Instruções do exercício ::
Por favor, retome a seleção sobre artigos de crítica de arte, e não os registros, continuando-a a partir da última frase apresentada.

Seleção ::
Susana Rocha, de Portugal, no artigo "Felippe Moraes: Tudo o que nos ultrapassa" apresenta uma reflexão sobre a obra plástica do artista brasileiro Felippe Moraes (n. 1988, Rio de Janeiro). Num processo aturado, ao longo de 7 meses, o artista recorta todas ocorrências da palavra "Deus" presentes numa Bíblia, construindo uma meta-linguagem em aberto onde a indizibilidade ou a sua interdição certamente ocupam algum dos itens de discussão. Os 5101 recortes dão origem a outras peças que relacionam ideias com materiais. As relações entre o conceito e o material parecem ocupar com persistência as instalações de Moraes.

Carlos Correia, de Portugal, no artigo "Princípio é o fim é o princípio é o fim : Arte e Ciência no trabalho de Cecilia Costa" aborda a obra da artista portuguesa Cecília Costa (Caldas da Rainha, 1971) que explora em desenhos e objetos algumas experiências plásticas e conceituais onde os discursos humanos parecem mostrar o seu agir à distância.

Iranzu Antona, do País Basco, Espanha, no artigo "Un espacio intermedio para la reflexión: UNA COSA por Irantzu Sanzo" apresenta a obra de Sanzo (n. 1985, Pamplona) a partir dos eu projeto de 2013 para o Centro de Arte Contemporáneo Huarte (UNA COSA). Vidros e analogias parecem buscar identidades que se perdem ao longo das repetições: não há transparência na repetição, na identidade, na experiência.

Também do País Basco, Espanha, Damaris Pan, no artigo "Irrumpe como Granada Roja: Hacer Tener que Ver, El concepto de di-versión en la obra de Taxio Ardanaz," apresenta a obra de Ardanaz (n. 1978, Pamplona), de essencialidade multi-instrumental e não digital. O tema da guerra sobrevoa estas peças que parecem invocar um certo riso dissimulado na loucura da violência, paradigma do absurdo.

Dados fornecidos ::
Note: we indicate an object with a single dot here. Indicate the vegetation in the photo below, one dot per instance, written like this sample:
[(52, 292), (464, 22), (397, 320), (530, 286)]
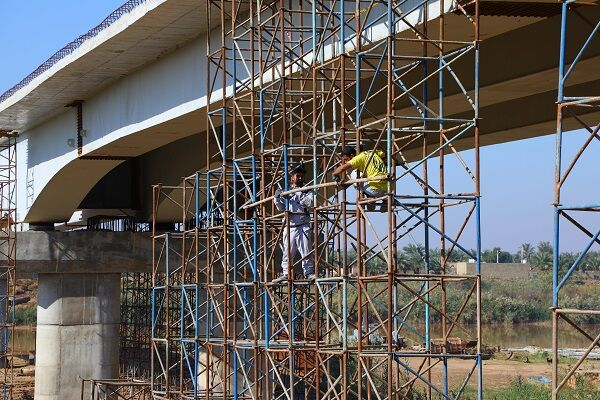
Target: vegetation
[(503, 301), (521, 389), (26, 315)]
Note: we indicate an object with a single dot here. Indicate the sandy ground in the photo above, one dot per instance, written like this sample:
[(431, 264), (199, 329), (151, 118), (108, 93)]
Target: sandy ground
[(497, 373)]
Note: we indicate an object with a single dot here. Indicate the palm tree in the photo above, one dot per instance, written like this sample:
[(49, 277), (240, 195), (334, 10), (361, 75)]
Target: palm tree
[(526, 250), (543, 258)]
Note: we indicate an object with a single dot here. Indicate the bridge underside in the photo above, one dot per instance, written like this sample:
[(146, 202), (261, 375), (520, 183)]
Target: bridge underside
[(518, 71)]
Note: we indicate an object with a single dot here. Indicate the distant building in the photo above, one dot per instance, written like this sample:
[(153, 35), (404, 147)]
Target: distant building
[(494, 270)]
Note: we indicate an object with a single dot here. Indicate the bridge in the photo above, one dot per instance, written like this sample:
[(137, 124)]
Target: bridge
[(125, 107)]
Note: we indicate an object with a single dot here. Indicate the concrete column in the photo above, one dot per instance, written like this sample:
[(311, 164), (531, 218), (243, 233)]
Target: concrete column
[(77, 332)]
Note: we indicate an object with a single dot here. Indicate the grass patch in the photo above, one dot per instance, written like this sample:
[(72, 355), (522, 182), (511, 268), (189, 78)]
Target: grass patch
[(26, 315)]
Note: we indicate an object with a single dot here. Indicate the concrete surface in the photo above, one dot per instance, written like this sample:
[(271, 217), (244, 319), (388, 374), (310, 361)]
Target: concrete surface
[(506, 271), (153, 101), (77, 332), (84, 252)]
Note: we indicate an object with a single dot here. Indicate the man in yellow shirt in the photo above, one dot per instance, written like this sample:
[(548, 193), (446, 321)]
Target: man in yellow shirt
[(370, 164)]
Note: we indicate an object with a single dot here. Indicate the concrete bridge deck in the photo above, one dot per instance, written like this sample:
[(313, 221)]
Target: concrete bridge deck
[(142, 79)]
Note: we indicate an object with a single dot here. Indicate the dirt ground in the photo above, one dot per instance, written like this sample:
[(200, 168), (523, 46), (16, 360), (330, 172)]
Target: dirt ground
[(23, 387), (497, 372)]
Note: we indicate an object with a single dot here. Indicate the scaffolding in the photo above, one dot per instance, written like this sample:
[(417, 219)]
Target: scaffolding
[(292, 81), (582, 110), (8, 254), (136, 303)]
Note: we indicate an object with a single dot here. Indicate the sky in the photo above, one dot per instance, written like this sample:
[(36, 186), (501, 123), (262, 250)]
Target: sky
[(516, 178)]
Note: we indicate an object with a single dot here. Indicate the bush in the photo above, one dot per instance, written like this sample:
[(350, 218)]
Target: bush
[(26, 315)]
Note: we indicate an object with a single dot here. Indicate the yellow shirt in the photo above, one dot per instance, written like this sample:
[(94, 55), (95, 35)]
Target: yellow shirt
[(376, 167)]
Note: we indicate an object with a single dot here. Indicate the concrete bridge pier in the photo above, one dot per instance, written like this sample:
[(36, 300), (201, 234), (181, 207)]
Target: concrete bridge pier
[(79, 295), (77, 332)]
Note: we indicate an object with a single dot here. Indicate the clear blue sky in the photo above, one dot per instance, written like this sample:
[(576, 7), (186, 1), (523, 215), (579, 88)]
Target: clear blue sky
[(517, 177)]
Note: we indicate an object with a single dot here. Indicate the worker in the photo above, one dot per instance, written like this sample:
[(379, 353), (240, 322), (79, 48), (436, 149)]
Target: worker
[(370, 164), (300, 234)]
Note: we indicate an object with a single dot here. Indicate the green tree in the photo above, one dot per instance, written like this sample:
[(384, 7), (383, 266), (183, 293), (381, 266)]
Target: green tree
[(414, 256), (543, 258), (526, 251)]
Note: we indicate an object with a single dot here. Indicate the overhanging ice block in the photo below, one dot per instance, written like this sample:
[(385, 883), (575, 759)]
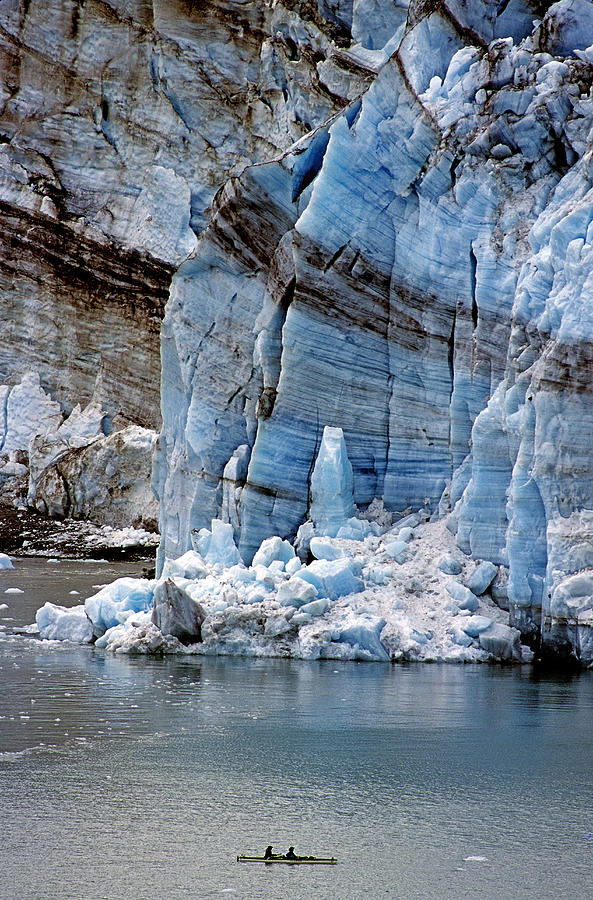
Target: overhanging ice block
[(464, 598), (296, 592), (190, 565), (334, 578), (273, 549), (323, 548), (482, 577)]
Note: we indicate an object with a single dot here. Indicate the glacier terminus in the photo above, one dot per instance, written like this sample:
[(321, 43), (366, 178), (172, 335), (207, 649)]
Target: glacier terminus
[(376, 352)]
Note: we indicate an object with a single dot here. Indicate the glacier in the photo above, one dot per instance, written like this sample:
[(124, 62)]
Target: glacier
[(349, 602), (425, 287), (373, 226)]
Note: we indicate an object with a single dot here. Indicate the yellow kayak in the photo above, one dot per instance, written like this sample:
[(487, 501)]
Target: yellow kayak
[(299, 861)]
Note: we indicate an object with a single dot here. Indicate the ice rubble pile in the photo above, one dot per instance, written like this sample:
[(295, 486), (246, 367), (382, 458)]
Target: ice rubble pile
[(417, 271), (356, 589)]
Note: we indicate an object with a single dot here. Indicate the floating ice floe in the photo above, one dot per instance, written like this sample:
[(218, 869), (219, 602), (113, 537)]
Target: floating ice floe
[(5, 562), (345, 598)]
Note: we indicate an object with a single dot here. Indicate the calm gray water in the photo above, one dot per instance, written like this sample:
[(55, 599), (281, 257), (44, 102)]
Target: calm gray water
[(137, 778)]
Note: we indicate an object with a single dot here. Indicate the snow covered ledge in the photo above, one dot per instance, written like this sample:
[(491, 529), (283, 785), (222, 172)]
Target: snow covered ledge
[(363, 591)]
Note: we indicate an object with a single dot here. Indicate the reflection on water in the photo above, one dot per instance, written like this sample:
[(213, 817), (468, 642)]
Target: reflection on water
[(125, 777)]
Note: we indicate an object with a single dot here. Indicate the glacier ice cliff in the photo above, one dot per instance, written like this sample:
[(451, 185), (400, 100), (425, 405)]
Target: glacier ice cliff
[(118, 123), (371, 591), (415, 270), (357, 215)]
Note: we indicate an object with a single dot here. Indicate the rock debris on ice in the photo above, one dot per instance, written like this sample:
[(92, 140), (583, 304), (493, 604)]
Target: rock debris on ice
[(350, 598)]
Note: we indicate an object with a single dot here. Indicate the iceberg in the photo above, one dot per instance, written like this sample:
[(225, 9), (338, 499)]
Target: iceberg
[(60, 623), (113, 604)]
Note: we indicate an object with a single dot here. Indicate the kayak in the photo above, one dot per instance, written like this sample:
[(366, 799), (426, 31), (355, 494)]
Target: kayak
[(299, 861)]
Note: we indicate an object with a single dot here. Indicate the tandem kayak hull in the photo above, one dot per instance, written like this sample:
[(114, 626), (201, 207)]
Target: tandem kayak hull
[(312, 861)]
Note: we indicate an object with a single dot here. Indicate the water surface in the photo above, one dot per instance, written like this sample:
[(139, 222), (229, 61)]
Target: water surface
[(137, 778)]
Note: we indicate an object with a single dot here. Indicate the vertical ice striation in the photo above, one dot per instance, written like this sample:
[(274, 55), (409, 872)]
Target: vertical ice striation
[(331, 484), (417, 273)]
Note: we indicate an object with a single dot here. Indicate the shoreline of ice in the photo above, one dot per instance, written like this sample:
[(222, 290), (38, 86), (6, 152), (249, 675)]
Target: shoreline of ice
[(351, 587), (406, 611)]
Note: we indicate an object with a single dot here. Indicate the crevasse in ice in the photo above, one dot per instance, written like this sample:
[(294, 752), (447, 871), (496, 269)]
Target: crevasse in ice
[(416, 272)]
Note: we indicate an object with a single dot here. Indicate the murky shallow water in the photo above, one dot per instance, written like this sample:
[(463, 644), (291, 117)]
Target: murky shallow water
[(138, 778)]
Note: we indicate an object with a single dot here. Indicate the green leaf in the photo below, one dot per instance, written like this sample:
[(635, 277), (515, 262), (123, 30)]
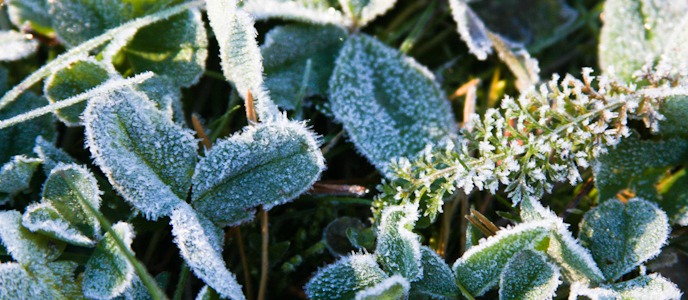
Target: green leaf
[(64, 214), (344, 278), (15, 176), (637, 165), (479, 268), (108, 272), (622, 236), (16, 45), (200, 246), (147, 158), (308, 11), (364, 11), (34, 13), (267, 164), (25, 246), (287, 51), (78, 77), (398, 248), (392, 288), (528, 275), (50, 155), (389, 104), (241, 61), (437, 280)]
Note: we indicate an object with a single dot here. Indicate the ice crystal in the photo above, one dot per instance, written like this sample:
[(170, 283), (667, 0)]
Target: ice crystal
[(148, 159), (389, 104)]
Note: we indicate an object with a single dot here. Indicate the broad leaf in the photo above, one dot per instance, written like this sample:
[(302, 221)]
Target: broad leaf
[(146, 157), (392, 288), (242, 63), (15, 176), (199, 245), (344, 278), (437, 280), (310, 11), (16, 45), (389, 104), (622, 236), (479, 268), (65, 212), (364, 11), (528, 275), (299, 60), (398, 248), (72, 80), (267, 164), (33, 13), (25, 246), (108, 272)]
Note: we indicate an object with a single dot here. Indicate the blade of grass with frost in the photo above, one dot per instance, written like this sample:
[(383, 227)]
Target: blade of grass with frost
[(242, 63), (389, 104), (361, 12), (480, 267), (437, 280), (392, 288), (16, 45), (24, 246), (528, 275), (15, 176), (623, 236), (315, 12), (198, 242), (345, 278), (62, 213), (81, 50), (104, 88), (398, 248), (283, 156), (286, 52), (108, 272), (148, 159)]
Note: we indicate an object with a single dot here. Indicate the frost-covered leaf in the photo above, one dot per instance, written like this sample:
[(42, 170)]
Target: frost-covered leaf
[(16, 45), (146, 157), (479, 268), (72, 80), (50, 155), (637, 165), (437, 280), (15, 176), (622, 236), (310, 11), (288, 52), (398, 248), (364, 11), (241, 61), (392, 288), (528, 275), (651, 286), (389, 104), (108, 272), (575, 262), (198, 243), (25, 246), (18, 140), (344, 278), (64, 214), (267, 164), (32, 13), (180, 56)]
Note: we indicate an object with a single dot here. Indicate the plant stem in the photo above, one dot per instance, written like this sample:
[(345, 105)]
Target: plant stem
[(264, 267)]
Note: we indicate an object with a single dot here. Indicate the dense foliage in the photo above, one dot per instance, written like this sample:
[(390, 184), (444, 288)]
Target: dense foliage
[(384, 153)]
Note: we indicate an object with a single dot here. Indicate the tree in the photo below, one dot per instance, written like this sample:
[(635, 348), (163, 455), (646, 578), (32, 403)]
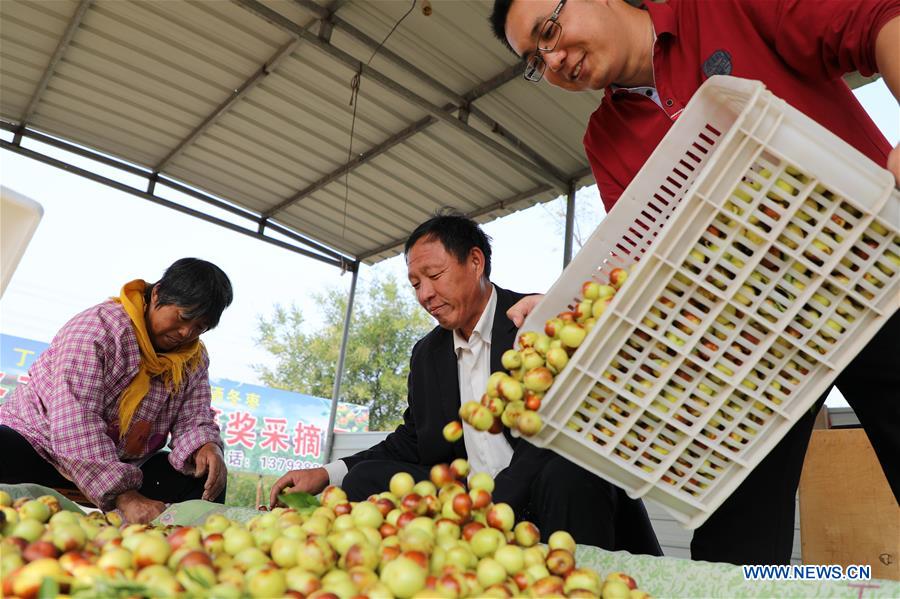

Resposta escrita ::
Massimo Cova, italiano radicado em Barcelona, Espanha, no artigo "Señales visuales espontáneas presentes en la cotidianidad, como referentes de creación artística en la obra de Ignasi Aballí" vai abordar a obra deste artista, Aballí (n. Barcelona, 1958), que assume uma problematização ética:

La obra 'Mis manos después de tocar cosas sucias' se presenta como metáfora paradigmática de la sociedad actual, competitiva y podrida en sus valores éticos y morales. Consiste en una fotografía en color de pequeño formato, donde el sujeto es a escala natural, creando un efecto perceptivo ambiguo y sugerente. (Cova, 2017: XX)

 

São vestígios, indícios, presenças análogas que reivindicam contacto, evidências.

Guilherme Tosetto, do Brasil, no artigo "Ruído e interferência nas imagens técnicas de Guilherme Maranhão" apresenta os trabalhos para-fotográficos de Guilherme Maranhão (n. 1975, Rio de Janeiro, Brasil) recupera equipamentos obsoletos em aparelhos para fotografar, sendo assim não já um "funcionário" (Flusser, 2002; 2008) mas sim um artista que transforma a caixa preta, de determinação técnica, em espaço de criação e de liberdade.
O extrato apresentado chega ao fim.